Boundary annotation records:
....

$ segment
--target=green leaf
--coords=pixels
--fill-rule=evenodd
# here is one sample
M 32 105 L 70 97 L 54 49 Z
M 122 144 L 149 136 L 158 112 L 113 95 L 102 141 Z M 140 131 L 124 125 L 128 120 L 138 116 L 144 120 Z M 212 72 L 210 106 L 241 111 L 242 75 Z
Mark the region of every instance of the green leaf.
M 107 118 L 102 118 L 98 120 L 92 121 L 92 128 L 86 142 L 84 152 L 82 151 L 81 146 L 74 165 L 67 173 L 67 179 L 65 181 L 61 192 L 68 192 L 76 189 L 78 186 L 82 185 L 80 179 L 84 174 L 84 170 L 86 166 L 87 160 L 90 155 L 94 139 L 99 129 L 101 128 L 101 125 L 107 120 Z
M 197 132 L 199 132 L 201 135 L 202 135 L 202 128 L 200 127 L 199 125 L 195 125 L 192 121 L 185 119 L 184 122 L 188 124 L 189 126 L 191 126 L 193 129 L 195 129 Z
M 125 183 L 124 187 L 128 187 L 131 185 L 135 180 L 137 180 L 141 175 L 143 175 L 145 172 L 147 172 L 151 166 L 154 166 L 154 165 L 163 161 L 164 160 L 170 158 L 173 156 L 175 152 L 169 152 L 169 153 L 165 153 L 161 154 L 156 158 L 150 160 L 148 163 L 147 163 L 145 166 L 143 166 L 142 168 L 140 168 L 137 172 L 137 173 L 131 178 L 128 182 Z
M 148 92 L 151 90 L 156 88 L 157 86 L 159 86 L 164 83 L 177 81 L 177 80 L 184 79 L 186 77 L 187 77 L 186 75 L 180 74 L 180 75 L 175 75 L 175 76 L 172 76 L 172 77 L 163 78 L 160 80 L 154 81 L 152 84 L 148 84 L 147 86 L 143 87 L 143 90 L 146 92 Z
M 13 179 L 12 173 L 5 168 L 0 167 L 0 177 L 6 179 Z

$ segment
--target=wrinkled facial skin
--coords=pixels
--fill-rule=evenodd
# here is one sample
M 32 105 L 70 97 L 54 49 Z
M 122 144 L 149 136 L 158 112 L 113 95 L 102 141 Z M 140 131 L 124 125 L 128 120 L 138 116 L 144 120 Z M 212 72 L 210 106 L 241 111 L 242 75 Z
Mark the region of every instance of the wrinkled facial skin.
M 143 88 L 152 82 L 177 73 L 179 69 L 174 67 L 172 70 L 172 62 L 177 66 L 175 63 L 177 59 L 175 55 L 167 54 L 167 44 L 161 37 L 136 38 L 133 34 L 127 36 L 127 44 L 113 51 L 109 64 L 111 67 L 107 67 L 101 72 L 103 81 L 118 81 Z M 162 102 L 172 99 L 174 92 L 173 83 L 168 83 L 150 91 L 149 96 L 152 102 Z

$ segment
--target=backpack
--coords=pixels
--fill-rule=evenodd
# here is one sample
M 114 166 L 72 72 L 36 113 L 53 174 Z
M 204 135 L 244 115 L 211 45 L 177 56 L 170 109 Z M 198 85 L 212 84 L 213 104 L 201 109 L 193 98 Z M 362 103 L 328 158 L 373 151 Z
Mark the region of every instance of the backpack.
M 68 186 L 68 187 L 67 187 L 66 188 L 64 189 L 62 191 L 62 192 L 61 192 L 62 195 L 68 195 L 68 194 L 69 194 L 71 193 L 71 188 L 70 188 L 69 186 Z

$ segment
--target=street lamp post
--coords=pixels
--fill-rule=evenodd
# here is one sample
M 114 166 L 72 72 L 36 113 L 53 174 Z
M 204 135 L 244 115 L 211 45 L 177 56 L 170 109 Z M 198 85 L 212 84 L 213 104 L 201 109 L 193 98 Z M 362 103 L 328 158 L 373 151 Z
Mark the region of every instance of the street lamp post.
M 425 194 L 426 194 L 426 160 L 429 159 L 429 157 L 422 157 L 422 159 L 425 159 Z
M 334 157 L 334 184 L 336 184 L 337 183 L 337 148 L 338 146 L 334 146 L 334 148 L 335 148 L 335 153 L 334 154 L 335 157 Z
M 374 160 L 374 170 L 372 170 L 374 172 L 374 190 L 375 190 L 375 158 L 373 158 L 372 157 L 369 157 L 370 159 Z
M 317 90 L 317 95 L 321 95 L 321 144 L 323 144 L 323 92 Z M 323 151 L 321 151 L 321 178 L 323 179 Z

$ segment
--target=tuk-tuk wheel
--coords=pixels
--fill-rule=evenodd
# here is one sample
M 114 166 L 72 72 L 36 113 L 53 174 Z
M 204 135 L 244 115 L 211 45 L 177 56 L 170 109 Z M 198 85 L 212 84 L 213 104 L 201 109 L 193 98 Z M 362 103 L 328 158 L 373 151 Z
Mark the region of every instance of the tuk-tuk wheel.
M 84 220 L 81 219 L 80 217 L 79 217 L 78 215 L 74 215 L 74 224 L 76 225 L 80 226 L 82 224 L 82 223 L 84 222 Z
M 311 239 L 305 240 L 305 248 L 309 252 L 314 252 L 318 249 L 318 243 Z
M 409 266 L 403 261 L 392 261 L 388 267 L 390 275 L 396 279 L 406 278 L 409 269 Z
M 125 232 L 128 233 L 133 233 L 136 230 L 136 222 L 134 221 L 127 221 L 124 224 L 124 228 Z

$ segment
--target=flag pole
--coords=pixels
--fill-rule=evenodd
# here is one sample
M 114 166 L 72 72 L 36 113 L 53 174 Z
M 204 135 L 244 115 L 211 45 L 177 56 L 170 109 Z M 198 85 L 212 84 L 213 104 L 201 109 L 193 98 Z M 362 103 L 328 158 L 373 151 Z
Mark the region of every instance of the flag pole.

....

- _The task_
How many lines of the records above contain the word "every"? Reply with the number alone.

- _Response_
6